_Task to complete_
Reproduce the entries below exactly, but leave the pictures out.

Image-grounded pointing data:
-- Opening Marker --

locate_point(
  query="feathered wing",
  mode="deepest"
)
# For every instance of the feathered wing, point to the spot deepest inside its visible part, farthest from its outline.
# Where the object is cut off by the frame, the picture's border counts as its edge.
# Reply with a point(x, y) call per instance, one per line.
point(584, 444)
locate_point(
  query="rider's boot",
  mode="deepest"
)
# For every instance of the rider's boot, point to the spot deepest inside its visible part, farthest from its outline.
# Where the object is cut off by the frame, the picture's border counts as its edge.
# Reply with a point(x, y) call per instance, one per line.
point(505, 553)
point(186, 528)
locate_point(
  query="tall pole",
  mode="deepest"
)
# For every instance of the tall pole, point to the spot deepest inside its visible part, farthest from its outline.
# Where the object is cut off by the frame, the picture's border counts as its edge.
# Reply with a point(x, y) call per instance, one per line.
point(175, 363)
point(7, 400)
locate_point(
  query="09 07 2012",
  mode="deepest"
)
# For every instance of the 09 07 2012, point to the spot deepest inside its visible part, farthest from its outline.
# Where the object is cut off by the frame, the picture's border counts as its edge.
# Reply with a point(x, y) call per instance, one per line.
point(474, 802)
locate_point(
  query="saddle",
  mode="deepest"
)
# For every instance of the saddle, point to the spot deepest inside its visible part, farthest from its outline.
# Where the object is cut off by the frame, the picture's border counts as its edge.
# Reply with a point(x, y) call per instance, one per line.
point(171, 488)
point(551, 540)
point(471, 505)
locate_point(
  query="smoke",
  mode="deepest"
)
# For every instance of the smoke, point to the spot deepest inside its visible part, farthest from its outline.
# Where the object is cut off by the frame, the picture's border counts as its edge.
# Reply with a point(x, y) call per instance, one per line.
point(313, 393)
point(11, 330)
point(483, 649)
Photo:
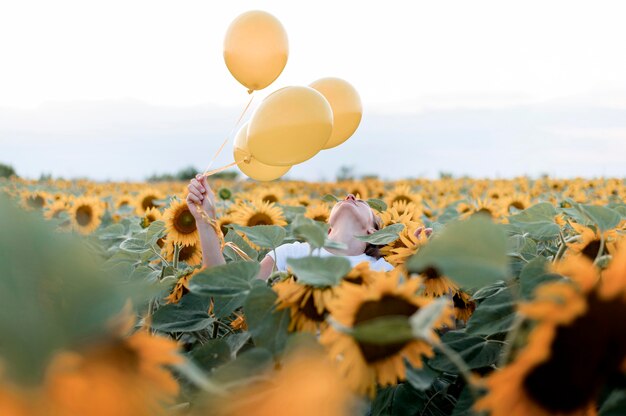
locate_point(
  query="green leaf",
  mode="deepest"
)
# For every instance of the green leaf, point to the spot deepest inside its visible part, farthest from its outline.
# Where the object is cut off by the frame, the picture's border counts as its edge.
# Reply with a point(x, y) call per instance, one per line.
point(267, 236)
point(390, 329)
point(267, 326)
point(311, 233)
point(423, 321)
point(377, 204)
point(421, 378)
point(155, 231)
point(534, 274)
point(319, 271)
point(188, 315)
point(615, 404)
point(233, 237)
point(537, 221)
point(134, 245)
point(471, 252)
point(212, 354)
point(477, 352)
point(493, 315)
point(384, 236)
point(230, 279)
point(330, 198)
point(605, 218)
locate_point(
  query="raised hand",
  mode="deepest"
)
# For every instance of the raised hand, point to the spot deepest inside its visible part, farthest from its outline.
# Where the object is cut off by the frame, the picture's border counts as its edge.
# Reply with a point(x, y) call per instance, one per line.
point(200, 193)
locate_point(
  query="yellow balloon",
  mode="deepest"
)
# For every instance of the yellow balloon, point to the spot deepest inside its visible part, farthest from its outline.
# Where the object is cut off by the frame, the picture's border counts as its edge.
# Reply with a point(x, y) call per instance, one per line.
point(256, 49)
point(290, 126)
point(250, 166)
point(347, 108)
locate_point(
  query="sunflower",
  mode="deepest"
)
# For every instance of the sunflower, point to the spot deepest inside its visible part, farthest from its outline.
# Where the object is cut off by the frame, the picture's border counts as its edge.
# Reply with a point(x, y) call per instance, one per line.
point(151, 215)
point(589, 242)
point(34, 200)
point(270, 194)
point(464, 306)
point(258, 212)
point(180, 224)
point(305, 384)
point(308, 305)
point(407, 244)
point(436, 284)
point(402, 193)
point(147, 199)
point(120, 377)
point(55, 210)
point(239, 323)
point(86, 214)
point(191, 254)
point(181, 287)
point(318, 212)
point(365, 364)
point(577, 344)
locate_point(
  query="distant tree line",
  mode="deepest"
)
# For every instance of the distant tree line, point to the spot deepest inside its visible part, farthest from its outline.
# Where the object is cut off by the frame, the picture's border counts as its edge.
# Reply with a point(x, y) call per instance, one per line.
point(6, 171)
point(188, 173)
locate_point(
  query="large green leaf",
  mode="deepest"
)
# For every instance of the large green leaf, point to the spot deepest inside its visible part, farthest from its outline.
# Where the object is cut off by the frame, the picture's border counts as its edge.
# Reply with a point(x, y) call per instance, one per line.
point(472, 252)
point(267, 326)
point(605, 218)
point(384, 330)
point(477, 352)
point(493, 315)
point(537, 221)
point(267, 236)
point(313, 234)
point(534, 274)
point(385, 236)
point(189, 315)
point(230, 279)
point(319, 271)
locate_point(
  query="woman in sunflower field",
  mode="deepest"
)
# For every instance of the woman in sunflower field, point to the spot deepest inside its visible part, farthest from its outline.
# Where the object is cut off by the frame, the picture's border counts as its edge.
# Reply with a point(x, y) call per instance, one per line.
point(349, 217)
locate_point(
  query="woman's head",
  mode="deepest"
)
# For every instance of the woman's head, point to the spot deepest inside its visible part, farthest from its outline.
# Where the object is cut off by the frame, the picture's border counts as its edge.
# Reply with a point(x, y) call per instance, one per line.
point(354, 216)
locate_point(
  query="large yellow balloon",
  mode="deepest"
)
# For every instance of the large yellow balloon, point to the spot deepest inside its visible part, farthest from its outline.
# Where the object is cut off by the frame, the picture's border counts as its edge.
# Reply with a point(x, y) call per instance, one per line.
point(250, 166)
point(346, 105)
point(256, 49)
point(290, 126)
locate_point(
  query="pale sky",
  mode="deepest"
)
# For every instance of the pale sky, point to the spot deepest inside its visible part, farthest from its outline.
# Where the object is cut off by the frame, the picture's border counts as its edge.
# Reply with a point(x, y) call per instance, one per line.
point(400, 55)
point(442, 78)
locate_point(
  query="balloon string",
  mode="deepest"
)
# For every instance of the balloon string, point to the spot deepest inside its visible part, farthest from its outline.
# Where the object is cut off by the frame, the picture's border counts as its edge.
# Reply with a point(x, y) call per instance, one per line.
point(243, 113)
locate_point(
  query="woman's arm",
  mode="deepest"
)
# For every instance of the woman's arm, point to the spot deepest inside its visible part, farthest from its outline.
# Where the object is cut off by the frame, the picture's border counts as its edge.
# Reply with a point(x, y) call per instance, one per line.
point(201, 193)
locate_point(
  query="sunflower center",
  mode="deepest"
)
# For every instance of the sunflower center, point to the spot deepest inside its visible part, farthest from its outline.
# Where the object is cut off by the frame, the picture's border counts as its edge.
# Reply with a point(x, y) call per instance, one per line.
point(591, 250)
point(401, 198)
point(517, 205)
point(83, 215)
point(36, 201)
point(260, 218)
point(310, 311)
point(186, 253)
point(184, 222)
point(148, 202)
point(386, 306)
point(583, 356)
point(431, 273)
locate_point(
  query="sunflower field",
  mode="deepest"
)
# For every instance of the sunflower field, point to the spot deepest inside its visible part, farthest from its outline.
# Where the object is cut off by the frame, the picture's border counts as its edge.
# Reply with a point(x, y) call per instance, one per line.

-- Closing Marker --

_Answer for this exercise_
locate_point(
  query="feathered wing",
  mode="deepest"
)
# For every instance of the feathered wing, point to the spot deepest inside its visible part, farthest from its outline.
# Where the object is cut off by the frame, the picture's border counts as its edge.
# Reply with a point(x, y) call per instance, one per line.
point(584, 444)
locate_point(
  query="rider's boot",
  mode="deepest"
)
# For every instance of the rider's boot, point to the spot deepest inside its visible part, farthest from its outline.
# Where the object is cut off by the frame, the picture's border counts as its edge.
# Reply with a point(x, y) call per instance, one per line.
point(505, 553)
point(186, 528)
locate_point(
  query="tall pole",
  mode="deepest"
)
# For every instance of the tall pole, point to the spot deepest inside its visible part, farthest from its outline.
# Where the object is cut off by the frame, the picture's border counts as its edge.
# Reply with a point(x, y) call per instance, one per line.
point(175, 363)
point(7, 400)
locate_point(
  query="09 07 2012",
  mode="deepest"
)
# For every instance of the 09 07 2012, point to the spot deepest inside its visible part, farthest from its outline.
# Where the object is cut off by the frame, the picture's border counts as its edge.
# Reply with a point(x, y) call per instance, one per line.
point(474, 802)
locate_point(
  query="saddle",
  mode="deepest"
)
# For every instance of the saddle, point to the spot deepest inside its visible part, farthest from its outline.
# Where the object is cut off by the frame, the picture's border counts as its edge.
# Reply with a point(x, y) call per instance, one per line.
point(171, 488)
point(551, 540)
point(471, 505)
locate_point(
  query="smoke",
  mode="deepest"
)
# For every instance of the smoke, point to the spot deepest inside its visible part, farthest from its outline.
# Where the object is cut off by the frame, the picture's border counts as its edge.
# Reply with a point(x, y) call per instance, one per line.
point(313, 393)
point(11, 330)
point(483, 649)
Photo:
locate_point(
  query="green leaf",
  mode="deepest"
)
# For every instance of the green leaf, point to the spot deepest inside its visible part, farthest from its outline.
# Where the object is cut off by the frame, the picture's border counts as its edge.
# Reply with a point(x, y) call per instance, one per line.
point(267, 236)
point(390, 329)
point(267, 326)
point(311, 233)
point(423, 321)
point(377, 204)
point(421, 378)
point(155, 231)
point(534, 274)
point(319, 271)
point(188, 315)
point(615, 404)
point(233, 237)
point(537, 221)
point(134, 245)
point(471, 252)
point(212, 354)
point(477, 352)
point(493, 315)
point(384, 236)
point(230, 279)
point(330, 198)
point(605, 218)
locate_point(
  query="raised hand",
  mode="deepest"
)
# For every instance of the raised hand, point to the spot deepest inside its visible part, farthest from its outline.
# Where the object is cut off by the frame, the picture's border counts as its edge.
# Reply with a point(x, y) call per instance, one per line.
point(200, 193)
locate_point(
  query="yellow balloon",
  mode="deepest"
)
# For every instance of the yellow balloon, point to the spot deepest inside its visible part, farthest from its outline.
# Where the object is cut off by the frame, the picture's border counts as its edge.
# Reply with a point(x, y) call per instance, one per line.
point(256, 49)
point(290, 126)
point(250, 166)
point(347, 108)
locate_point(
  query="sunflower",
  mode="deepest"
)
# For every instance of the sunflower, point to the spot deepest inside its visible part, farthest from its outline.
# Where the object is cut off by the frame, the picture's border counts as its edge.
# Reply with a point(x, y) call per instance, one per line.
point(151, 215)
point(589, 242)
point(34, 200)
point(270, 194)
point(464, 306)
point(258, 212)
point(180, 224)
point(305, 384)
point(308, 305)
point(407, 244)
point(436, 284)
point(402, 193)
point(147, 199)
point(120, 377)
point(55, 210)
point(239, 323)
point(86, 214)
point(191, 254)
point(181, 287)
point(318, 212)
point(365, 364)
point(577, 344)
locate_point(
  query="distant tree line",
  mode="deepest"
)
# For every instance of the distant tree line, point to the spot deepest inside its visible part, farthest from its outline.
# Where the object is cut off by the frame, the picture's border counts as its edge.
# Reply with a point(x, y) call per instance, one per line.
point(6, 171)
point(188, 173)
locate_point(
  query="large green leaf",
  mode="deepest"
)
# For every instance of the large green leaf, point to the spot deepest inside its visible part, farthest from its outline.
# Where the object is cut off by the frame, the picture's border counts as its edge.
# Reply with a point(x, y) call per instance, one per line.
point(472, 252)
point(267, 326)
point(605, 218)
point(384, 330)
point(477, 352)
point(493, 315)
point(537, 221)
point(267, 236)
point(313, 234)
point(534, 274)
point(385, 236)
point(189, 315)
point(230, 279)
point(319, 271)
locate_point(
  query="woman in sunflower field",
  mode="deepest"
)
# For every instance of the woman in sunflower field, point to the spot deepest inside its visible part, farthest from its outline.
# Where the object is cut off by the frame, the picture's border counts as its edge.
# Reply with a point(x, y) call per instance, one per line.
point(349, 217)
locate_point(
  query="woman's head",
  mode="deepest"
)
# For every instance of the woman's head, point to the spot deepest inside its visible part, farthest from its outline.
# Where the object is cut off by the frame, the picture's border counts as its edge.
# Reply with a point(x, y) call per instance, one per line.
point(354, 216)
locate_point(
  query="large yellow balloon",
  mode="deepest"
)
# For every instance of the large yellow balloon, point to the spot deepest inside its visible part, farthest from its outline.
# Where the object is cut off by the frame, the picture's border counts as its edge.
# Reply with a point(x, y) call per instance, one per line.
point(250, 166)
point(346, 105)
point(256, 49)
point(290, 126)
locate_point(
  query="pale sky",
  mode="deepest"
)
# For every instance of the pale sky, point to the spot deepest inside its visible part, farthest from its outline.
# Where the object is cut off by the frame, the picture's border counts as its edge.
# Reply with a point(x, y) call per instance, one per line.
point(400, 55)
point(442, 78)
locate_point(
  query="balloon string",
  mode="deepest"
)
# For every instance of the balloon string, point to the spot deepest inside its visible part, farthest from its outline.
# Where the object is cut off by the frame, the picture's border counts as its edge.
# Reply with a point(x, y) call per instance, one per line.
point(243, 113)
locate_point(
  query="woman's arm",
  mode="deepest"
)
# For every instance of the woman's arm, point to the spot deepest inside its visible part, farthest from its outline.
# Where the object is cut off by the frame, the picture's border counts as its edge.
# Reply with a point(x, y) call per instance, one per line.
point(201, 193)
locate_point(
  query="sunflower center",
  mode="deepest"
)
# For every instance of the sunflower center, point to the spot deepest inside its visible part, farthest from its outline.
# Where the object is cut off by the frame, the picture's border counts as its edge.
# Reply with a point(x, y) call per instance, one per line.
point(591, 250)
point(401, 198)
point(517, 205)
point(83, 215)
point(36, 201)
point(260, 218)
point(310, 311)
point(186, 253)
point(184, 222)
point(148, 202)
point(386, 306)
point(583, 356)
point(431, 273)
locate_point(
  query="sunflower field",
  mode="deepest"
)
# For every instance of the sunflower field, point to the spot deepest inside its visible part, farthest from its outline.
# Where the object is cut off by the frame, the picture's border counts as its edge.
# Reply with a point(x, y) call per instance, one per line.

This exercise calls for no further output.